### [Directive]
Please write out, word for word, the part of the piece below about the director Budraitis, starting with "From 2001 to" and going on through "the Center House.".

>> BEGIN Extract provided

From 2001 to 2003, Budraitis studied under Vaitkus at the state academy in Vilnius, who afterward helped him find work. Budraitis’s first job, in fact, was as a sort of assistant director for Vaitkus. In-demand directors like that rely on assistant directors to lead the first several weeks of rehearsals and development in accordance with the director’s artistic vision, before they step in towards the end to shape the final product. He visited the U.S. frequently, but only relocated to Seattle permanently in 2008, when he directed an experimental production of King Lear that was staged in TPS’s fourth floor studio space at the Center House.

Today, Budraitis acknowledges that his version of Lear was very “Lithuanian,” highly visual and not a particularly generative process with the actors (in Lithuania, as he explained, actors simply expect to be told what to do; asking them to contribute to the process is akin to acknowledging that the director doesn’t know what he’s doing), something he needed to get out of his system. Since then, he’s been moving in two new artistic directions. First, his first solo performance piece, Not. Stable. At All., will be presented in March as part of Solo Performance Festival 4 at Theatre Off Jackson, and in June as part of Northwest New Works at On the Boards.

>> END Extract provided
>> BEGIN Listed entries

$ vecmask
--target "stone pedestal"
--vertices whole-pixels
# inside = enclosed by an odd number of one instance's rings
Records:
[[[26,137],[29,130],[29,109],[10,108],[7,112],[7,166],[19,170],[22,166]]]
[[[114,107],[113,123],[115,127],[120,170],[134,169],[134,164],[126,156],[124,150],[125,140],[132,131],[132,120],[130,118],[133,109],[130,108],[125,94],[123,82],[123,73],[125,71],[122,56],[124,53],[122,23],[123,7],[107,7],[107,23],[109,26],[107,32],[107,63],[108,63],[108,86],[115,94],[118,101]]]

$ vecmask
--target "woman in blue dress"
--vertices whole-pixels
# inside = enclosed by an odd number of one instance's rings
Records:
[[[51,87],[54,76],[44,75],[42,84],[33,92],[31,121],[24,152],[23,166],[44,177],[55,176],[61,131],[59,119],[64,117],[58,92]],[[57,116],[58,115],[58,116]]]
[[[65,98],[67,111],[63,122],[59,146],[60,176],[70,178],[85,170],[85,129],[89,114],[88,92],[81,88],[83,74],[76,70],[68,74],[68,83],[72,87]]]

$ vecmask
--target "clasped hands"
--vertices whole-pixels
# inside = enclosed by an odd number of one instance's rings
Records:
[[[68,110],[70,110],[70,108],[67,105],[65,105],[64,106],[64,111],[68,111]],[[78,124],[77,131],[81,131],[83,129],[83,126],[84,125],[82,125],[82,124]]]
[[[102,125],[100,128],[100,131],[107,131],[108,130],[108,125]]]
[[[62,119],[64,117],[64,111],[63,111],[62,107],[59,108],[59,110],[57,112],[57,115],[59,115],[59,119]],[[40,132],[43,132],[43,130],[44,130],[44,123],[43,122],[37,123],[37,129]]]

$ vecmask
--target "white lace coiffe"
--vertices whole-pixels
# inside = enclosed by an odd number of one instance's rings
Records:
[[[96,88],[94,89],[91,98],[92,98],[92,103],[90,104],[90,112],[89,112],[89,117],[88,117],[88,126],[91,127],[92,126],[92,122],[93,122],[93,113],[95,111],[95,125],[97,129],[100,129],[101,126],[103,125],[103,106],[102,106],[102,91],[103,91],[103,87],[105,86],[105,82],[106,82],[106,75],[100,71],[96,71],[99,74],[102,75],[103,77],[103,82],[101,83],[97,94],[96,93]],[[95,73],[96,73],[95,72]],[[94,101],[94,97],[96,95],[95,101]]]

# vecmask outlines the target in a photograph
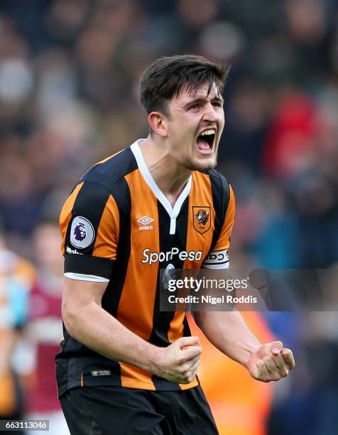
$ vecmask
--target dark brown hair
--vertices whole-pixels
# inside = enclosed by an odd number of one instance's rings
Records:
[[[192,55],[160,58],[143,73],[140,83],[141,102],[148,114],[153,111],[169,114],[167,103],[183,88],[192,95],[207,83],[208,93],[214,82],[223,92],[230,65],[216,63],[203,56]]]

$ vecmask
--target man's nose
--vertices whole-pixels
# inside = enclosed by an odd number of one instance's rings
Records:
[[[203,114],[203,120],[209,122],[216,122],[217,117],[214,111],[214,107],[211,103],[208,103],[205,106],[205,112]]]

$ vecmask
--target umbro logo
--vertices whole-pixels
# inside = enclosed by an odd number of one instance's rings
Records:
[[[137,220],[138,223],[142,224],[140,227],[138,227],[138,230],[153,230],[153,225],[149,225],[151,222],[153,222],[153,219],[151,218],[148,218],[148,216],[143,216]]]

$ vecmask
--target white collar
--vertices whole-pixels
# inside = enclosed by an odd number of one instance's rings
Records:
[[[138,166],[138,169],[143,177],[146,183],[148,184],[153,193],[157,198],[157,199],[160,201],[164,208],[167,210],[168,214],[170,217],[170,234],[175,234],[176,229],[176,218],[178,216],[181,207],[189,195],[191,189],[191,184],[192,180],[192,176],[189,177],[187,184],[185,185],[185,188],[181,192],[180,196],[178,198],[176,203],[173,208],[171,204],[169,203],[165,195],[160,190],[160,188],[156,184],[155,180],[153,178],[149,169],[148,168],[147,165],[146,164],[146,161],[144,160],[143,155],[142,154],[142,151],[140,148],[140,144],[141,144],[146,139],[138,139],[132,145],[131,145],[131,149],[134,155],[134,157],[136,160],[137,166]]]

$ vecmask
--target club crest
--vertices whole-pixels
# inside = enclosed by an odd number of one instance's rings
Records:
[[[192,215],[194,228],[200,232],[204,234],[210,229],[210,208],[209,207],[192,207]]]

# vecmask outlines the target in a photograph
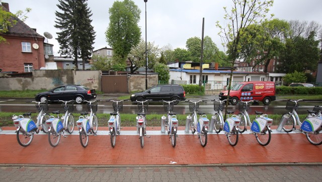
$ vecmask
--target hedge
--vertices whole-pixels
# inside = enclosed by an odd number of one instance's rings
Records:
[[[276,94],[281,95],[322,95],[322,87],[276,87]]]
[[[183,87],[186,93],[189,94],[196,94],[200,93],[205,93],[205,87],[201,86],[201,90],[200,90],[199,85],[181,85]]]

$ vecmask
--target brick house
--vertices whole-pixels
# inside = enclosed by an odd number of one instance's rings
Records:
[[[2,3],[0,8],[10,12],[8,3]],[[12,18],[17,23],[8,27],[7,32],[0,34],[7,40],[0,43],[2,72],[29,72],[45,67],[45,37],[18,18]]]

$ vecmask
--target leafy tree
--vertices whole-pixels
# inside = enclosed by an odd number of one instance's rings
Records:
[[[189,61],[191,60],[191,53],[186,49],[177,48],[174,51],[174,58],[180,62]]]
[[[284,82],[287,85],[291,83],[305,83],[307,78],[305,76],[305,74],[302,72],[297,72],[288,73],[283,77]]]
[[[157,46],[154,42],[148,42],[147,44],[148,68],[152,69],[157,61],[159,54]],[[142,39],[140,43],[131,50],[127,55],[127,58],[131,63],[130,69],[131,73],[134,73],[140,67],[145,66],[145,41]]]
[[[25,10],[26,12],[19,10],[16,14],[13,14],[3,9],[3,7],[0,6],[0,34],[8,32],[8,27],[16,25],[18,19],[24,22],[28,18],[26,15],[31,11],[31,9],[26,8]],[[0,35],[0,43],[2,42],[6,42],[6,40]]]
[[[153,68],[154,72],[157,73],[158,80],[162,84],[167,84],[169,83],[170,73],[169,68],[162,63],[156,63]]]
[[[61,30],[56,38],[59,43],[61,54],[74,58],[73,64],[78,70],[77,58],[85,63],[89,59],[94,47],[95,38],[94,27],[91,25],[91,11],[87,7],[87,0],[58,0],[57,5],[62,12],[56,11],[54,27]]]
[[[163,52],[161,52],[161,57],[159,59],[159,63],[162,63],[163,64],[167,65],[167,62],[166,61],[166,59],[165,58],[165,56],[163,54]]]
[[[93,55],[92,63],[92,70],[107,71],[112,68],[112,60],[107,56]]]
[[[200,63],[201,56],[201,39],[197,37],[189,38],[186,42],[186,47],[190,52],[191,60],[193,62]]]
[[[219,33],[221,38],[222,45],[227,49],[228,56],[226,59],[231,64],[230,76],[228,89],[228,99],[231,86],[232,71],[235,60],[240,57],[242,51],[243,44],[251,42],[256,34],[248,37],[246,40],[241,41],[244,33],[247,31],[248,27],[252,24],[259,24],[266,18],[269,8],[273,5],[273,1],[248,1],[233,0],[231,9],[228,11],[224,8],[226,14],[224,18],[227,21],[228,24],[222,26],[219,22],[216,26],[220,29]],[[200,85],[201,85],[201,83]],[[226,117],[228,103],[226,103],[225,118]]]
[[[106,41],[118,55],[120,63],[140,42],[141,31],[138,24],[141,11],[131,0],[114,2],[109,10],[110,23],[105,32]]]

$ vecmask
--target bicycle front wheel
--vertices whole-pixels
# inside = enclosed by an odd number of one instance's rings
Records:
[[[79,132],[79,140],[80,141],[80,145],[85,148],[89,144],[89,135],[85,132]]]
[[[49,114],[45,114],[41,117],[41,125],[42,126],[42,131],[44,133],[48,133],[48,127],[46,124],[46,121],[49,119],[50,115]]]
[[[190,129],[192,134],[194,134],[196,132],[196,129],[195,126],[196,126],[196,122],[197,122],[197,116],[195,115],[193,115],[191,118],[191,122],[190,122]]]
[[[92,117],[93,121],[93,133],[96,134],[99,128],[99,120],[97,119],[96,114],[93,114]]]
[[[267,133],[268,132],[268,133]],[[270,143],[271,141],[271,131],[269,130],[267,130],[266,132],[261,132],[255,134],[255,137],[258,143],[265,146]]]
[[[310,143],[314,145],[319,145],[322,144],[322,135],[319,133],[305,133],[306,138]]]
[[[116,133],[114,128],[113,129],[113,131],[111,133],[111,145],[112,147],[115,146],[115,143],[116,143]]]
[[[285,123],[285,125],[284,125],[284,127],[283,127],[283,130],[285,131],[285,132],[289,133],[293,131],[293,129],[294,128],[294,125],[295,121],[294,120],[294,117],[292,115],[291,115],[289,113],[285,113],[282,115],[282,117],[281,117],[281,121],[285,117],[288,118],[286,120]]]
[[[74,115],[72,114],[70,114],[69,115],[67,116],[66,119],[67,119],[67,131],[69,134],[71,134],[74,131]]]
[[[243,133],[245,131],[246,122],[246,116],[243,114],[242,113],[238,114],[238,116],[240,118],[240,123],[239,123],[239,132],[240,133]]]
[[[221,129],[220,129],[220,118],[218,113],[215,114],[215,118],[216,120],[214,123],[213,128],[216,133],[219,133],[221,131]]]
[[[172,131],[171,133],[171,145],[172,145],[173,147],[175,147],[177,144],[177,133],[174,132],[173,128],[172,128]]]
[[[226,134],[228,142],[232,146],[237,145],[238,143],[238,133],[236,127],[234,127],[230,133]]]
[[[49,142],[49,144],[53,147],[56,147],[59,143],[61,136],[61,133],[56,133],[53,129],[48,131],[48,142]]]
[[[143,148],[144,146],[144,136],[143,132],[143,128],[140,128],[140,143],[141,144],[141,148]]]
[[[207,145],[207,141],[208,138],[208,134],[205,132],[204,128],[202,129],[201,133],[199,134],[199,140],[201,146],[205,147]]]
[[[21,129],[19,129],[19,130],[17,132],[17,140],[18,141],[19,145],[23,147],[27,147],[29,145],[33,138],[33,133],[28,134],[22,132]]]

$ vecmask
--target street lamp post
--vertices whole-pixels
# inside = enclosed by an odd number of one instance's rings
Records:
[[[145,3],[145,90],[147,89],[147,40],[146,39],[146,2],[147,0],[144,0]]]

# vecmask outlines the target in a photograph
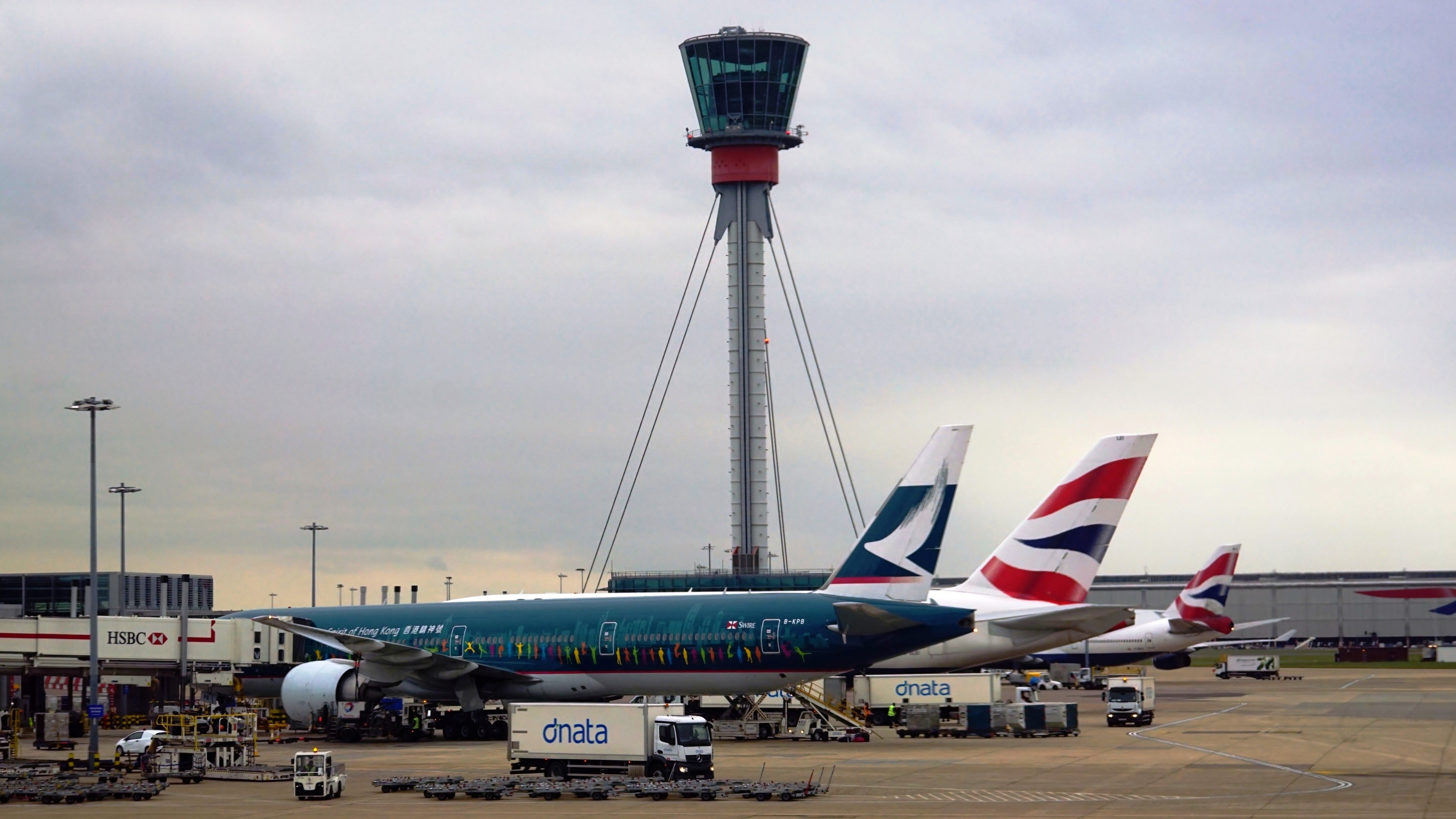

>> END Listed entries

### [Exercise result]
From 2001 to 2003, Budraitis studied under Vaitkus at the state academy in Vilnius, who afterward helped him find work. Budraitis’s first job, in fact, was as a sort of assistant director for Vaitkus. In-demand directors like that rely on assistant directors to lead the first several weeks of rehearsals and development in accordance with the director’s artistic vision, before they step in towards the end to shape the final product. He visited the U.S. frequently, but only relocated to Seattle permanently in 2008, when he directed an experimental production of King Lear that was staged in TPS’s fourth floor studio space at the Center House.